TRECHO DO TEXTO:
O
Senso Moral
Ismael
Gomes Braga
Reformador (FEB) Agosto 1946
Pessoas
há inteligentes, cultas, mas de uma indiferença absoluta pelo problema máximo
da existência: saber se a vida termina no túmulo ou se o ser humano sobrevive
ao sono da morte e que sonhos pode haver nesse sono, como interroga Shakespeare.
No entanto, a resposta a essa questão é básica, porque determina as regras de
conduta para a vida inteira.
Outras
têm curiosidade, mas se limitam aos fenômenos e desinteressam-se pelas
consequências das comunicações dos Espíritos. Ficam no primeiro degrau da
escada e não pensam em galgar o segundo.
Ainda
depois, há as que procuram nas comunicações resolver seus pequeninos problemas
materiais da Terra, sem cogitar do futuro espiritual.
Existe
a categoria das que se agarram fanaticamente ao Codificador e tentam evitar a
evolução da Doutrina, recusam tudo que já não tenha sido ensinado por Allan
Kardec, e fazem tentativas apaixonadas de ver nas obras de Kardec - contrariamente
aos ensinos dessas mesmas obras - o ponto final da Revelação; quando o Autor
mesmo nos ensina que ainda estamos no A B C e temos um infinito a aprender em
Espiritismo.

TAREFA ESCRITA:
Copie do texto sobre o senso moral o trecho que começa com as palavras "No entanto, a" e termina com "do futuro espiritual.", trocando "degrau" por "patamar". Os registros a seguir não têm nenhuma relação com o texto.

REGISTROS EXTRAÍDOS:
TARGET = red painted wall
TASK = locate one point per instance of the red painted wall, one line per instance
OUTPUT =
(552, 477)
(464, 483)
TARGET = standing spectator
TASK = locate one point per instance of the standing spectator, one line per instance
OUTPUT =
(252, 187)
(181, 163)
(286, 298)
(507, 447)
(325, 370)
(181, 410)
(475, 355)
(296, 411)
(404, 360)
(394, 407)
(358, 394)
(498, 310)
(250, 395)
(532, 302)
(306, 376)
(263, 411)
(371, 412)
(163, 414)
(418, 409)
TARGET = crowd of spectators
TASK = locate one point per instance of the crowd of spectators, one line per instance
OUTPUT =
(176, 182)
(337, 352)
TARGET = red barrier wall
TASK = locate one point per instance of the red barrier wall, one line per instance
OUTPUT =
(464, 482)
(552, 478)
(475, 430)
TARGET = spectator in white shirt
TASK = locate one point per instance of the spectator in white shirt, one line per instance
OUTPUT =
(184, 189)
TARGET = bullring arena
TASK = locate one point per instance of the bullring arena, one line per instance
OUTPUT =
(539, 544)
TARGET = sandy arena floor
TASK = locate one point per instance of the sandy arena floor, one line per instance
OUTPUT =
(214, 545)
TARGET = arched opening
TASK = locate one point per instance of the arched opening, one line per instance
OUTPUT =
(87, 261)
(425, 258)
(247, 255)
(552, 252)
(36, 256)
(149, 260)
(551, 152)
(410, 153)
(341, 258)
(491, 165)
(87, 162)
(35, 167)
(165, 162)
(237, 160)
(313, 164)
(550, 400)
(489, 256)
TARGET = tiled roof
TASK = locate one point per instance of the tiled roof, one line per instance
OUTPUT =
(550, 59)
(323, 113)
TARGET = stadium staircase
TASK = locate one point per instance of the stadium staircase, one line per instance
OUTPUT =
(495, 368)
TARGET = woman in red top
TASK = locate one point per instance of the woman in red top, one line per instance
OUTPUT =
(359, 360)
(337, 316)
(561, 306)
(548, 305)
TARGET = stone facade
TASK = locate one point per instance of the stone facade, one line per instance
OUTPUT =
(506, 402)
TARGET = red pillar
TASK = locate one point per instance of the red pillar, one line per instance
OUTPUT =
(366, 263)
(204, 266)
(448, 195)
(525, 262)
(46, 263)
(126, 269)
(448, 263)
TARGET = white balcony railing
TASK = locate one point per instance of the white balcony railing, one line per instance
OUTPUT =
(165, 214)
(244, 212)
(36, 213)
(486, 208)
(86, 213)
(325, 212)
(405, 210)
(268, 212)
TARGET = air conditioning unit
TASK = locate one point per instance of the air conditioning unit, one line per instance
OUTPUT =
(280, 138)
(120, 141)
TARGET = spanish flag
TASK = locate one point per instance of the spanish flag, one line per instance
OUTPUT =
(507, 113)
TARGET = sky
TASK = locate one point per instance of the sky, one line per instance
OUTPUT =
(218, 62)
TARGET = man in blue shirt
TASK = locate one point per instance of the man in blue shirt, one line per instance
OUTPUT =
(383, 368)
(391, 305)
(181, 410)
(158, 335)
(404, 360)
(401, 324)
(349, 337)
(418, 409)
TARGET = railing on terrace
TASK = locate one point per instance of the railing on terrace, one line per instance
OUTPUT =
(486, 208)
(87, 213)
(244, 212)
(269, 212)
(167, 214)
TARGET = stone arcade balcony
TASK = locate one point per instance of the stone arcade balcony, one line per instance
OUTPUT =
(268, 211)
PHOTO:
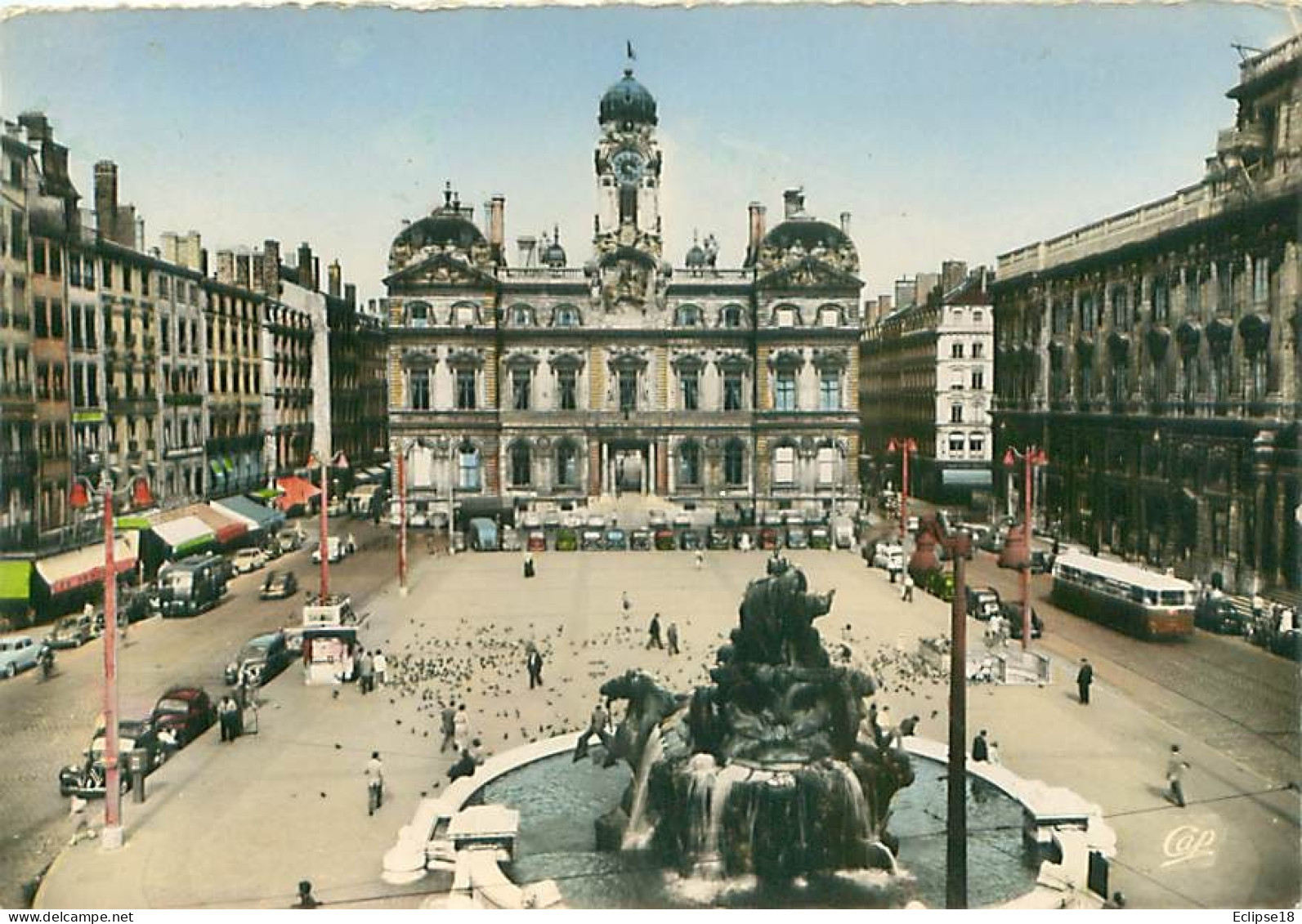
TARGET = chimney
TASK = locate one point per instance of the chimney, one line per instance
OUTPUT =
(243, 271)
(271, 267)
(105, 199)
(793, 203)
(226, 267)
(498, 226)
(305, 266)
(335, 279)
(757, 230)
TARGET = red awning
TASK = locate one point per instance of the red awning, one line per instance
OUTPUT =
(298, 491)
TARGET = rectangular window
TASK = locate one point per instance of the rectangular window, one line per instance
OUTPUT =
(830, 392)
(691, 392)
(520, 388)
(732, 392)
(419, 390)
(566, 382)
(784, 465)
(465, 390)
(784, 392)
(628, 391)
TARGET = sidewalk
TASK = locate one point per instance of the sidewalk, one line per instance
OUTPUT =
(223, 819)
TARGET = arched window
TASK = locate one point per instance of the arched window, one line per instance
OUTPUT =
(735, 462)
(689, 463)
(566, 463)
(521, 465)
(468, 466)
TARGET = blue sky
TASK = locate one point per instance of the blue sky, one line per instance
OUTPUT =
(948, 132)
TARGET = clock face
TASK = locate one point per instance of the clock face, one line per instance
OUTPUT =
(628, 166)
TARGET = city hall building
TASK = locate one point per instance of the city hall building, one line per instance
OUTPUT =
(546, 383)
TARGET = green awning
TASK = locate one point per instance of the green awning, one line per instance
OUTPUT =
(15, 581)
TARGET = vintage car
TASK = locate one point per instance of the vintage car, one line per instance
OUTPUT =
(17, 652)
(186, 711)
(279, 586)
(87, 777)
(72, 632)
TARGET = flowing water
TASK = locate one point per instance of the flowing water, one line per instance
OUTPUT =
(559, 803)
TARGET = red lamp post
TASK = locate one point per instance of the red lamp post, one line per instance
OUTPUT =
(904, 445)
(1033, 457)
(78, 498)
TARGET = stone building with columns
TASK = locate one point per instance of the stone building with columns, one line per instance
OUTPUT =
(1154, 355)
(546, 383)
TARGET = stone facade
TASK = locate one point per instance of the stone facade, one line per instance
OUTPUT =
(1154, 355)
(928, 373)
(544, 383)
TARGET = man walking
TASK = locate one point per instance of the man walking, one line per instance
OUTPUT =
(1176, 767)
(374, 783)
(595, 726)
(654, 632)
(448, 720)
(1084, 678)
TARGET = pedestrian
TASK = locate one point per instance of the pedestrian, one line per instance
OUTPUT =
(366, 673)
(1176, 767)
(305, 897)
(79, 819)
(374, 783)
(595, 726)
(448, 720)
(654, 632)
(1084, 678)
(461, 728)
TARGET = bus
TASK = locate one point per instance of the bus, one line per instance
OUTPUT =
(1137, 601)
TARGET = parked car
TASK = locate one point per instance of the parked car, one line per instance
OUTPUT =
(982, 603)
(86, 779)
(1219, 614)
(267, 655)
(279, 586)
(72, 632)
(186, 711)
(888, 556)
(17, 654)
(248, 560)
(1012, 610)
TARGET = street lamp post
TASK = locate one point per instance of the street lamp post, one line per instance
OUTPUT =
(1030, 458)
(79, 498)
(905, 445)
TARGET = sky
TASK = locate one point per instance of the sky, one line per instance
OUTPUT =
(950, 132)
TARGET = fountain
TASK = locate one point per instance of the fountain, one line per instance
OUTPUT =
(776, 770)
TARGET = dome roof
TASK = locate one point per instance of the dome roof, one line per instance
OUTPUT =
(628, 102)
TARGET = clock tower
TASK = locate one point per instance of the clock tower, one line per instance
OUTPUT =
(628, 171)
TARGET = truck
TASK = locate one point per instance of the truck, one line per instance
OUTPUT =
(193, 585)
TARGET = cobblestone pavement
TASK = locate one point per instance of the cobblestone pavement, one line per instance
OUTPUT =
(47, 724)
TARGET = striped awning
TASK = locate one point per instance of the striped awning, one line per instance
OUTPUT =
(70, 570)
(184, 535)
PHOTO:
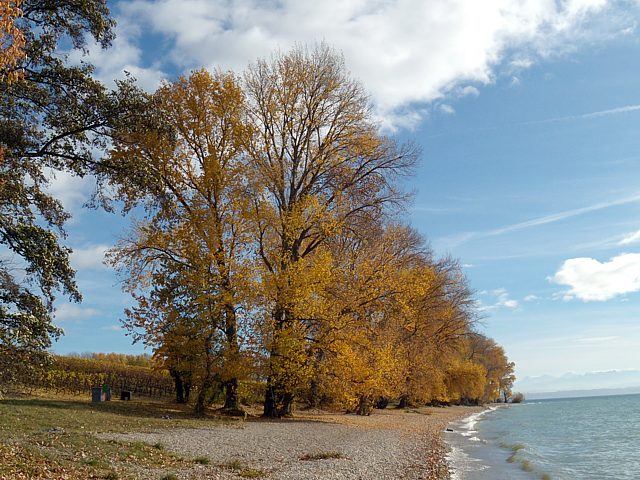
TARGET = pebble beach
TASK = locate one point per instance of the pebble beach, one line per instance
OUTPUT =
(389, 444)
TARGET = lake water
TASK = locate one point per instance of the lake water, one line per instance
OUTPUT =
(560, 439)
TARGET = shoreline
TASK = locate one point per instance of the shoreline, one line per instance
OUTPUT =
(389, 444)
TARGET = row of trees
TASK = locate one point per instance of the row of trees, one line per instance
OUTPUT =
(268, 249)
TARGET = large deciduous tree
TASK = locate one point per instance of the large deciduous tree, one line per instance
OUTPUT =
(194, 244)
(52, 115)
(321, 166)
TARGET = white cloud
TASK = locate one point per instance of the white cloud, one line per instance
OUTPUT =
(459, 239)
(630, 238)
(68, 312)
(468, 91)
(112, 328)
(502, 300)
(591, 280)
(89, 258)
(406, 52)
(448, 109)
(586, 116)
(72, 191)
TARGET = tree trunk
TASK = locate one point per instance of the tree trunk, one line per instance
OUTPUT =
(177, 380)
(286, 410)
(187, 390)
(364, 406)
(202, 402)
(231, 402)
(270, 404)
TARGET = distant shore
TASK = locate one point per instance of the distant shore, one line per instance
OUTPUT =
(389, 444)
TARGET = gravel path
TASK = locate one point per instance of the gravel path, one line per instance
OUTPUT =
(389, 444)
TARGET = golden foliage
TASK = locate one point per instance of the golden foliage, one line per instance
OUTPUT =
(11, 40)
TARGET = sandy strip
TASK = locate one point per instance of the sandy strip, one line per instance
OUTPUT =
(389, 444)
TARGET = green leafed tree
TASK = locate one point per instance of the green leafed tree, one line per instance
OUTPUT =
(53, 116)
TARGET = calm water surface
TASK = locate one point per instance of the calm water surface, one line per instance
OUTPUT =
(566, 439)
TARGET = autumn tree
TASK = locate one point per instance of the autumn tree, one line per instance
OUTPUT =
(52, 115)
(11, 40)
(500, 372)
(321, 166)
(193, 246)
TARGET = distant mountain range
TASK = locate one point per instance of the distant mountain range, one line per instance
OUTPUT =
(611, 382)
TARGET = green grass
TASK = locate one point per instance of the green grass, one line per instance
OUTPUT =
(242, 471)
(321, 456)
(42, 438)
(251, 473)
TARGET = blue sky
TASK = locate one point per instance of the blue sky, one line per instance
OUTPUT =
(528, 113)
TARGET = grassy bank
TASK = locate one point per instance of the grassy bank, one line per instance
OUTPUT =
(55, 439)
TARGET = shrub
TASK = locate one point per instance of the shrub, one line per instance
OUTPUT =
(517, 398)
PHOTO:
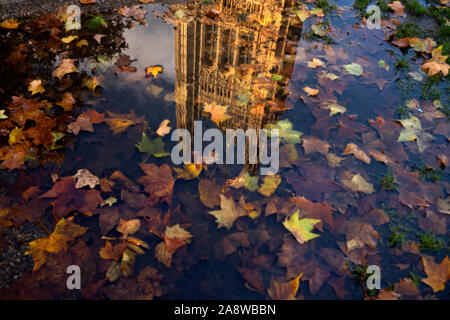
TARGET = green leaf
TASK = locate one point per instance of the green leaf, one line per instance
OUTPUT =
(152, 148)
(95, 23)
(301, 228)
(3, 115)
(286, 132)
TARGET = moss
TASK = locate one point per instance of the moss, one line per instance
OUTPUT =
(414, 7)
(428, 242)
(397, 238)
(402, 64)
(388, 182)
(408, 29)
(402, 111)
(361, 5)
(326, 7)
(428, 173)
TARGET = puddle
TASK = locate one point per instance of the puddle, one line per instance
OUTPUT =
(375, 199)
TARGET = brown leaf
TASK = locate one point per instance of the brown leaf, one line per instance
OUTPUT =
(158, 182)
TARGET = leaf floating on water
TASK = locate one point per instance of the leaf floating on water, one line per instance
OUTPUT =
(65, 231)
(153, 147)
(356, 183)
(301, 228)
(10, 24)
(189, 171)
(218, 112)
(153, 70)
(354, 69)
(284, 290)
(270, 184)
(84, 178)
(163, 128)
(228, 213)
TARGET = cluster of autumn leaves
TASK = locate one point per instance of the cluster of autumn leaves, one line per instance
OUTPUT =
(333, 193)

RESPOSTA AO EXERCÍCIO:
No entanto, a resposta a essa questão é básica, porque determina as regras de
conduta para a vida inteira.
Outras
têm curiosidade, mas se limitam aos fenômenos e desinteressam-se pelas
consequências das comunicações dos Espíritos. Ficam no primeiro patamar da
escada e não pensam em galgar o segundo.
Ainda
depois, há as que procuram nas comunicações resolver seus pequeninos problemas
materiais da Terra, sem cogitar do futuro espiritual.